- Exercise aim
Each line of the listing below should come back exactly as it is.

- Supplied entries

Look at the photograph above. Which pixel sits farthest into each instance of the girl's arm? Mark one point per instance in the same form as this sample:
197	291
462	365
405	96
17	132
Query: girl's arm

- Solution for this exercise
Look at the photograph above. Which pixel sits farthest into each instance of the girl's arm? Mark one point per instance in the same form as this sample:
197	291
462	365
405	96
17	132
Query: girl's arm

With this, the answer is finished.